→ Coordinate annotation entries

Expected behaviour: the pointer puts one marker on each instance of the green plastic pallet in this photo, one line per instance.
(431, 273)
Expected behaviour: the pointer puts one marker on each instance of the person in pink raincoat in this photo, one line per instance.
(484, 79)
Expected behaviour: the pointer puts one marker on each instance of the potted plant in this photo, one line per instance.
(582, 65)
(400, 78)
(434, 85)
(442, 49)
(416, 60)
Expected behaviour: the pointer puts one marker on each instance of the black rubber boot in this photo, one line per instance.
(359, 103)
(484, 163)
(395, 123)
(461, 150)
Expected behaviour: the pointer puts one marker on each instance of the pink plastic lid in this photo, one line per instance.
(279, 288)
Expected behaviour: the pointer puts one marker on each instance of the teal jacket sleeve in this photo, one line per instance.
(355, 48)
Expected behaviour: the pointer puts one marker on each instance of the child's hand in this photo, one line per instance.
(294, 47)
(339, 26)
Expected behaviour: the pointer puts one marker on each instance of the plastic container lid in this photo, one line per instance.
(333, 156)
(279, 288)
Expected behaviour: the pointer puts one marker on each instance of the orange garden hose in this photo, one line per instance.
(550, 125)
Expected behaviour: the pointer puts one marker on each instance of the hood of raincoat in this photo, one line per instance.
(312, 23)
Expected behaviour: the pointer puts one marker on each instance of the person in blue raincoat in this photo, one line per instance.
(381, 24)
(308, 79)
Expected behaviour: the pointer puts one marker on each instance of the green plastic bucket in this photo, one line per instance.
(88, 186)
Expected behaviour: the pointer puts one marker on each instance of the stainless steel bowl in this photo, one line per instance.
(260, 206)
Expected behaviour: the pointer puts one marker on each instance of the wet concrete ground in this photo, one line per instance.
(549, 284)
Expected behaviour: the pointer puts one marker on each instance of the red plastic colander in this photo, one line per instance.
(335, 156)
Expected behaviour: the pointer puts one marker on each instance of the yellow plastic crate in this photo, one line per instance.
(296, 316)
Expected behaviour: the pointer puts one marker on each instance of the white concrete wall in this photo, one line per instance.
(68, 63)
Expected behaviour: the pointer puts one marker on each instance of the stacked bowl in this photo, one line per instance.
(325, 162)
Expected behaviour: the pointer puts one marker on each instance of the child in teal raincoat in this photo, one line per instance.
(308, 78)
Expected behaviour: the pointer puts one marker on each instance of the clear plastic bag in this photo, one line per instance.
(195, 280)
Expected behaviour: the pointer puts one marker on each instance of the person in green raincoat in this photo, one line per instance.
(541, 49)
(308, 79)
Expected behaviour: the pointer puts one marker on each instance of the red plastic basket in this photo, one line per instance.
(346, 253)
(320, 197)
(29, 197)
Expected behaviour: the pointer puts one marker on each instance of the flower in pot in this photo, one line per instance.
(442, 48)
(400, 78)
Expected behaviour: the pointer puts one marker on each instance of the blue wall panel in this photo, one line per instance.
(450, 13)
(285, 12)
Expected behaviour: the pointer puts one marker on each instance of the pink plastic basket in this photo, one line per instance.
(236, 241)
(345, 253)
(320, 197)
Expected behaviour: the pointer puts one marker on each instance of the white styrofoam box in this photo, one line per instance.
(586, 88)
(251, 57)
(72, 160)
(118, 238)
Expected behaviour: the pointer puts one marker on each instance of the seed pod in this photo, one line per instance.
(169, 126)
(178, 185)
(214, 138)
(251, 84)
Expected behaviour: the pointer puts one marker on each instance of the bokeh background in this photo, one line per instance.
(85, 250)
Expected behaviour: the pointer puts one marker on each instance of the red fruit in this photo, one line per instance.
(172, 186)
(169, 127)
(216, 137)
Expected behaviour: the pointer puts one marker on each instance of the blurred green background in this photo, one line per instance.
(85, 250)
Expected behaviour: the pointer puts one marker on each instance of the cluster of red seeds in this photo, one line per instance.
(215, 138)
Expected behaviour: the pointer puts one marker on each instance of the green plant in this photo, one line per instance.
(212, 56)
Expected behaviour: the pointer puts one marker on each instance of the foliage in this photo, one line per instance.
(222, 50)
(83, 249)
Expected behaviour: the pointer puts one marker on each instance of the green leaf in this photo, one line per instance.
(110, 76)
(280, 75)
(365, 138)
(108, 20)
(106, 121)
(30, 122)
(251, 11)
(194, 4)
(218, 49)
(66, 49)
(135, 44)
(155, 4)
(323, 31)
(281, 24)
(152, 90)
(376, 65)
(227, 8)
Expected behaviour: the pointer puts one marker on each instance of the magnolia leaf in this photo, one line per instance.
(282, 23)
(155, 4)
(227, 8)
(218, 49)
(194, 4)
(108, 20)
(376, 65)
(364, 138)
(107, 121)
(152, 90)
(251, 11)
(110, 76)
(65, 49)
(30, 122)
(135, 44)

→ Problem requirements
Show the data once more, exactly as it was written.

→ Result for this exercise
Expected behaviour: the pointer puts one marker on each instance of the green plastic pallet in this photo, one line per instance.
(431, 273)
Expected behaviour: the pointer puts one marker on each instance of the person in pink raincoat in this photo, one line per instance.
(484, 79)
Expected behaviour: the pointer puts one marker on each instance of the potted plant in this photo, one line per instance.
(582, 65)
(400, 78)
(434, 85)
(442, 49)
(416, 60)
Expected behaviour: the pointer puts one marker on each instance of the black rubber boot in this photo, one line per instance.
(359, 103)
(484, 163)
(395, 123)
(461, 150)
Expected behaviour: the pointer puts one marker on each instance of the pink plastic lid in this photo, one line per instance.
(279, 288)
Expected behaviour: the pointer puts one marker on each instance of the teal jacket sleeve in this photo, one line per instance.
(355, 48)
Expected behaviour: the pointer puts one marker on each instance of the child's hand in this photo, one line per instance.
(294, 47)
(339, 26)
Expected behaviour: the pointer puts one marker on each instance of the plastic container lid in this photo, one line per instance.
(333, 156)
(279, 288)
Expected behaviour: the pointer puts one marker on each instance of the orange garden hose in this photo, one line per instance.
(550, 125)
Expected behaviour: the pointer puts one marker on each instance of the hood of raincoat in this photo, one line per instance.
(312, 23)
Expected behaviour: the pointer puts one marker on each instance of the person in blue raincoat in this photo, one line per instance.
(381, 24)
(308, 79)
Expected behaviour: the pointer puts one marker on each instance of the green plastic bucket in this photo, one line per instance.
(88, 186)
Expected behaviour: the pointer puts one marker on each instance of the stainless steel bowl in this photo, one line per instance.
(260, 206)
Expected behaviour: the pointer puts one marker on each instance of the wet concrete ground in this photo, one line per instance.
(549, 284)
Expected behaviour: the pointer puts one marker on each instance of the red plastic colander in this photo, one line per instance.
(335, 156)
Expected behaviour: the pointer puts one marker on each instance of the yellow plastic crate in this photo, one line per instance.
(296, 316)
Expected behaviour: the pointer puts one marker on each instance of the white concrete wall in this photo, one line per instance.
(68, 63)
Expected behaviour: the pointer puts one marker on each instance of the stacked bowl in this photo, one line per instance.
(325, 162)
Expected behaviour: the pointer puts one marker on each instance of the child in teal raincoat in this photo, one line per instance.
(308, 78)
Expected behaviour: the pointer puts one marker on each instance of the clear plastic bag in this photo, one line per instance.
(195, 280)
Expected behaviour: the pointer puts one marker on each instance of the person in green raincoat in this photo, one line per instance.
(541, 49)
(308, 79)
Expected behaviour: the pointer puts one marker on each instance of the red plastic basket in this photo, one line per instance.
(346, 253)
(320, 197)
(29, 197)
Expected behaviour: the pointer puts one marker on each instance of the flower in pot in this photo, one line per instance.
(442, 48)
(400, 78)
Expected behaviour: the pointer puts one marker on each instance of the blue wall panel in this photo, one line per instance.
(450, 13)
(285, 12)
Expected behaviour: the pointer puts one marker on each instance of the pink plastic basket in this photo, one line per instance.
(236, 241)
(345, 253)
(320, 197)
Expected behaviour: the pointer puts one marker on each instance of the white styrofoam box in this photo, one line per instance.
(586, 88)
(251, 57)
(72, 160)
(118, 238)
Expected behaviour: the pointer puts one marker on each instance of the seed pod in this photo, one line per instance.
(169, 126)
(178, 185)
(214, 138)
(251, 84)
Expected behaviour: the pointer puts one marker on each instance of the bokeh background in this photo, one line per instance.
(85, 250)
Expected behaviour: the pointer puts one marker on each instance of the red fruit in this photo, one line per instance.
(172, 186)
(169, 127)
(216, 137)
Expected behaviour: the pointer puts one marker on each instance of the blurred green background in this photo, one line per instance.
(85, 250)
Expected behaviour: the pointer puts one marker on each instance of the cluster of red seeds in this photo, one line per instance.
(215, 138)
Expected behaviour: the pointer puts one marker on each instance of the green plant in this photo, one line per instance.
(212, 56)
Expected behaviour: the pointer puts one marker on each instance of the foliage in this photo, one line per instance.
(222, 50)
(83, 249)
Expected behaviour: the pointer puts one marker on each instance of the green leaf in this photo, one line per instance.
(110, 76)
(280, 75)
(365, 138)
(108, 20)
(106, 121)
(30, 122)
(251, 11)
(194, 4)
(218, 49)
(66, 49)
(135, 44)
(155, 4)
(323, 31)
(281, 24)
(152, 90)
(376, 65)
(227, 8)
Expected behaviour: the pointer puts one marker on each instance of the magnolia leaf in this photo, one line per instance.
(282, 23)
(155, 4)
(227, 8)
(218, 49)
(194, 4)
(108, 20)
(376, 65)
(364, 138)
(107, 121)
(152, 90)
(251, 11)
(110, 76)
(65, 49)
(30, 122)
(135, 44)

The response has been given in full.